• Given request:
Could you reproduce the material below line for line, with no changes at all?

-.-.-

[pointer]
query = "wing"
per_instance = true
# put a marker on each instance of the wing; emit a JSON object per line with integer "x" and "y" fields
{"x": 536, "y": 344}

-.-.-

• Exercise response:
[pointer]
query = "wing"
per_instance = true
# put a marker on each instance of the wing; emit a JSON object per line with integer "x" and "y" fields
{"x": 536, "y": 344}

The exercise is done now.